Configuration of Computational Environment

In RiD workflow, dflow helps send computation tasks to resources with peoper environment configured.

There are four main modules and several workflow steps in RiD procedures and each module or step needs different environments:

Exploration/Sampling: Gromacs, PLUMED2 modified by DeepFE.cpp, Tensorflow C++ interface. (prefer GPU)
Selection: Tensroflow Python interface.
Labeling: Gromacs, PLUMED2. (prefer GPU)
Training: Tensroflow Python interface. (prefer GPU).
Workflow steps: Python.

dflow supports different resources including Slurm clusters, K8S local machines and Cloud Server.

For Slurm, configure computational environments on your Slurm following the instructions in Environment settings at front page of the Rid document. With dflow, rid-kit send tasks to Slurm nodes from the host machines remotely without manually logging in the cluster.
For local resources, just use the docker images we have built. No further manual configuration needed. We also provide Dockerfile of our images to enable flexible modification.
For Cloud Server, like Lebesgue, use public images and no further manual configuration needed.

Prepare machine configuration JSON.

rid-kit uses JSON file to manage resources. In machine.json, define your own resources and dispatch tasks to them.

Generally, we would like to run low-cost tasks on cpu nodes or locally and submit high-cost tasks to Slurm or Clouds. If submitting to Slurm environment, a machine.json may look like:

{
    "resources": {
        "local_k8s": {
            "template_config" : {
                "image": "pkufjhdocker/rid-tf-cpu:latest",
                "image_pull_policy" : "IfNotPresent"
            }
        },
        "remote_slurm": {
            "executor": {
                "type": "slurm",
                "host": "",
                "port": 22,
                "username": "",
                "password": "",
                "header": [
                    "#!/bin/bash",
                    "#SBATCH --partition GPU_2080Ti",
                    "#SBATCH -N 1",
                    "#SBATCH --ntasks-per-node 8",
                    "#SBATCH -t 120:0:0",
                    "#SBATCH --gres=gpu:1",
                    "conda init bash",
                    "source ~/.bashrc",
                    "source /path/to/rid-kit.env"
                ]
            }
        }
    },

    "tasks": {
        "prep_exploration_config": "local_k8s",
        "run_exploration_config": "remote_slurm",
        "prep_label_config": "local_k8s",
        "run_label_config": "remote_slurm",
        "prep_select_config": "local_k8s",
        "run_select_config": "local_k8s",
        "prep_data_config": "local_k8s",
        "run_train_config": "remote_slurm",
        "workflow_steps_config": "local_k8s"

== DIRECTIVES ==
a – In the configuration text, list every module or workflow step that is marked as preferring GPU.
b – Reproduce part of the configuration text word for word. Begin at the words "Configuration of Computational" and stop after "and Cloud Server.".

== EXTRACTED DATA ==
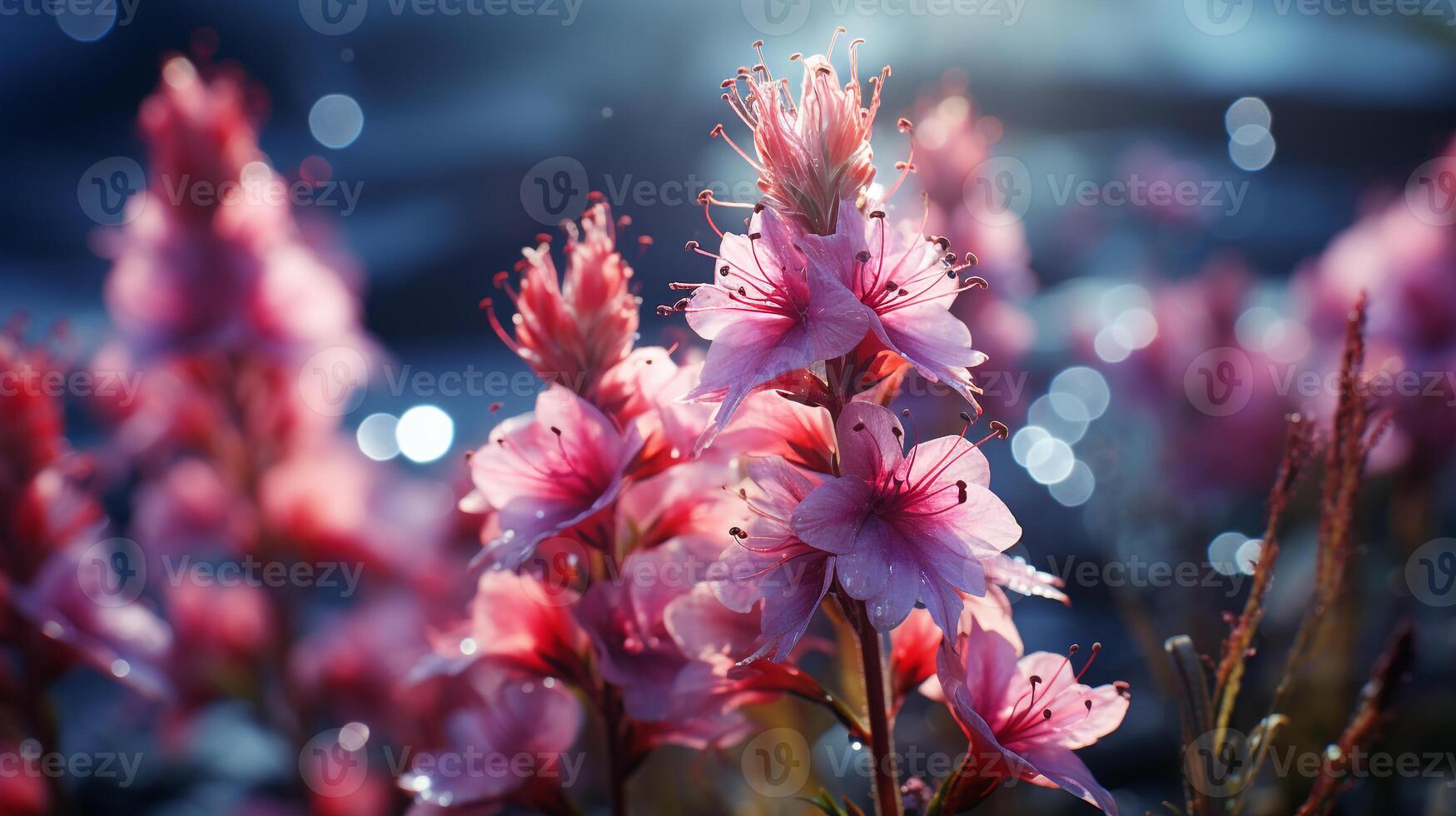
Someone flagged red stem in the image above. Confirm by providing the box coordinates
[846,591,900,816]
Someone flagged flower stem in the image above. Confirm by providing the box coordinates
[844,599,900,816]
[601,685,632,816]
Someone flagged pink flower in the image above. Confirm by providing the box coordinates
[399,674,583,814]
[792,402,1021,633]
[713,29,890,235]
[103,57,358,358]
[470,385,642,570]
[412,570,589,685]
[616,459,748,552]
[577,538,758,742]
[890,606,943,709]
[482,202,638,395]
[713,458,834,662]
[8,540,175,699]
[1291,160,1456,478]
[677,207,869,446]
[803,202,986,412]
[937,614,1130,814]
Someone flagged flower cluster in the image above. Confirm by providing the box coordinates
[451,28,1127,814]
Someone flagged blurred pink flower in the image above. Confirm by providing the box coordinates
[103,57,358,353]
[0,739,54,816]
[713,32,890,235]
[0,331,101,579]
[470,385,642,570]
[937,606,1130,814]
[1291,161,1456,472]
[8,540,175,699]
[482,202,638,396]
[677,207,869,445]
[792,402,1021,633]
[913,92,1036,371]
[399,672,583,814]
[412,570,589,686]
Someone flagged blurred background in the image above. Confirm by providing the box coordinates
[0,0,1456,814]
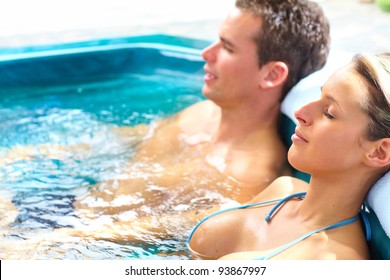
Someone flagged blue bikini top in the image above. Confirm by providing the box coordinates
[186,192,370,260]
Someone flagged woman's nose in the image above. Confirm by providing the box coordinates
[202,42,218,62]
[294,102,314,125]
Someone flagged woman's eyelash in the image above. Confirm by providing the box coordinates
[323,109,334,120]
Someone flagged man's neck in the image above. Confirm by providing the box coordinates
[213,100,280,145]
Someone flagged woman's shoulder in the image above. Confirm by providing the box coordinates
[250,176,309,203]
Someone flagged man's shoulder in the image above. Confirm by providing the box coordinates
[180,100,216,118]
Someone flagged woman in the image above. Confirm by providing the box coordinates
[188,53,390,259]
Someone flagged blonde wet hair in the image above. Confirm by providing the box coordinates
[353,53,390,141]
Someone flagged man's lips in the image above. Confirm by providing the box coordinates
[291,130,308,143]
[204,68,217,81]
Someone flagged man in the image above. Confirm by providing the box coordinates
[0,0,329,249]
[71,0,329,241]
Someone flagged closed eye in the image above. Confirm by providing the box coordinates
[323,109,334,120]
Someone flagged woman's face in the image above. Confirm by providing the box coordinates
[288,65,372,175]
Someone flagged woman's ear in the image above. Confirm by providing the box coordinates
[367,138,390,167]
[260,61,288,89]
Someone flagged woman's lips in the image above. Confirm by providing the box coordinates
[291,130,308,143]
[204,68,217,82]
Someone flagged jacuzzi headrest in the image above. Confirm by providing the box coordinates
[367,172,390,260]
[281,50,353,123]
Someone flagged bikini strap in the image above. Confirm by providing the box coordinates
[255,214,359,260]
[265,192,306,223]
[186,196,281,256]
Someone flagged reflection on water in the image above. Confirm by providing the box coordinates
[0,70,250,259]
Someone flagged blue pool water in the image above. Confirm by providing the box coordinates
[0,36,229,259]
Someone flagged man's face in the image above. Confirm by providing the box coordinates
[202,9,261,107]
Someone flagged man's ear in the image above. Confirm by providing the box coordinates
[259,61,288,89]
[366,138,390,167]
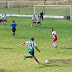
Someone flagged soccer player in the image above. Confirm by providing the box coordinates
[51,28,58,48]
[19,38,40,63]
[3,14,7,23]
[37,15,41,28]
[40,11,43,21]
[0,14,3,24]
[10,21,17,38]
[31,15,36,27]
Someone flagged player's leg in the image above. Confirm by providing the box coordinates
[12,28,16,38]
[35,22,36,26]
[52,38,57,48]
[42,16,43,21]
[33,56,39,63]
[31,21,33,27]
[24,51,34,60]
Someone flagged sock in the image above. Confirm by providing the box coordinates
[53,42,57,47]
[36,60,39,63]
[26,56,29,58]
[31,24,32,27]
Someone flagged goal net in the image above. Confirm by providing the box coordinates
[34,5,72,20]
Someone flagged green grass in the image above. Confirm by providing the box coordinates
[0,17,72,72]
[0,7,70,16]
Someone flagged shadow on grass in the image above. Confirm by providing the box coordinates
[0,47,14,49]
[39,63,62,68]
[62,48,72,49]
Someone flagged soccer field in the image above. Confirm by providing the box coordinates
[0,17,72,72]
[0,7,70,16]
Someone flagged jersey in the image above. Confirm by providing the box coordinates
[52,31,58,38]
[25,41,37,52]
[4,16,7,20]
[37,17,40,22]
[32,17,36,22]
[10,23,16,28]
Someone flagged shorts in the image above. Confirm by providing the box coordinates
[3,18,7,22]
[53,36,57,41]
[12,28,16,32]
[37,22,40,24]
[29,51,34,56]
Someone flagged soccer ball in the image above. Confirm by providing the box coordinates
[45,60,49,63]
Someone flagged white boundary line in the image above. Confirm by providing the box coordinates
[0,14,64,19]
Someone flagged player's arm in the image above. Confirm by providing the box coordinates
[35,46,40,52]
[19,42,25,45]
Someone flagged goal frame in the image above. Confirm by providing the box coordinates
[34,5,72,20]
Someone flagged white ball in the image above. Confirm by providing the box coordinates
[45,60,49,63]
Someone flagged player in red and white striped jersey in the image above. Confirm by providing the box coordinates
[51,28,58,48]
[31,15,36,27]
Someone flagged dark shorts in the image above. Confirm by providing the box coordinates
[12,28,16,32]
[37,22,40,24]
[29,51,34,56]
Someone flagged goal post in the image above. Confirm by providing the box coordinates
[34,5,72,20]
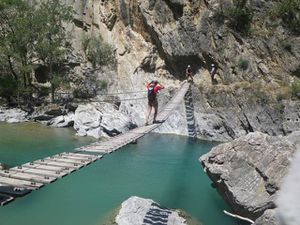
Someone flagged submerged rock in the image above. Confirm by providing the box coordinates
[200,132,295,220]
[253,209,281,225]
[115,196,200,225]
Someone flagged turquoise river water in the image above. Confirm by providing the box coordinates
[0,123,236,225]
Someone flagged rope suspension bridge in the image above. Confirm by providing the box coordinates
[0,82,190,205]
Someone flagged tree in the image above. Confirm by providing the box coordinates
[36,0,72,102]
[0,0,72,104]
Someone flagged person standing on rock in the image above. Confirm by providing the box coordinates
[185,65,194,83]
[145,80,165,126]
[209,64,217,83]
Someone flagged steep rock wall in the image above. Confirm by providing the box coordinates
[28,0,300,141]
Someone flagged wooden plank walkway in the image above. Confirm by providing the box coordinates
[0,83,189,205]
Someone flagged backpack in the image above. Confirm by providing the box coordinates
[148,84,156,101]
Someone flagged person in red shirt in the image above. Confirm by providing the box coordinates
[185,65,194,83]
[145,80,165,125]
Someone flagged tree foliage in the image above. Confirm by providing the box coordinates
[271,0,300,34]
[0,0,72,103]
[82,37,116,68]
[224,0,253,34]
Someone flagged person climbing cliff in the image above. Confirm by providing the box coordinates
[145,80,165,125]
[185,65,194,83]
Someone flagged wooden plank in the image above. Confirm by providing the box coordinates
[82,149,113,154]
[0,193,15,206]
[22,163,75,173]
[0,176,44,189]
[45,156,92,166]
[0,170,56,184]
[10,167,64,178]
[61,152,102,161]
[56,155,98,163]
[34,160,82,170]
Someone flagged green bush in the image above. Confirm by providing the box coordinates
[292,80,300,99]
[271,0,300,34]
[0,75,17,101]
[97,80,108,90]
[224,0,253,34]
[239,58,249,70]
[282,41,292,52]
[82,37,116,68]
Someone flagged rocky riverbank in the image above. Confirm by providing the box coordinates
[115,196,201,225]
[200,132,299,224]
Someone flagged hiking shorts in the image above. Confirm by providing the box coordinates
[148,98,158,108]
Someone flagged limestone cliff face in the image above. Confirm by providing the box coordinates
[31,0,300,141]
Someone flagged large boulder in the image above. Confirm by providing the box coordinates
[115,196,200,225]
[200,132,295,220]
[0,107,28,123]
[276,144,300,225]
[74,103,136,138]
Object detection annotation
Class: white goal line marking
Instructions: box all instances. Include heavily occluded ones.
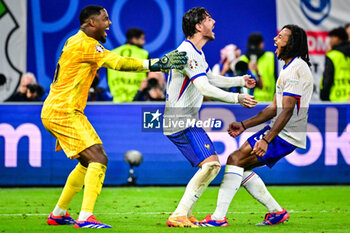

== EXERCISE ANSWERS ==
a – Exploration/Sampling, Labeling, Training

b –
Configuration of Computational Environment

In RiD workflow, dflow helps send computation tasks to resources with peoper environment configured.

There are four main modules and several workflow steps in RiD procedures and each module or step needs different environments:

Exploration/Sampling: Gromacs, PLUMED2 modified by DeepFE.cpp, Tensorflow C++ interface. (prefer GPU)
Selection: Tensroflow Python interface.
Labeling: Gromacs, PLUMED2. (prefer GPU)
Training: Tensroflow Python interface. (prefer GPU).
Workflow steps: Python.

dflow supports different resources including Slurm clusters, K8S local machines and Cloud Server.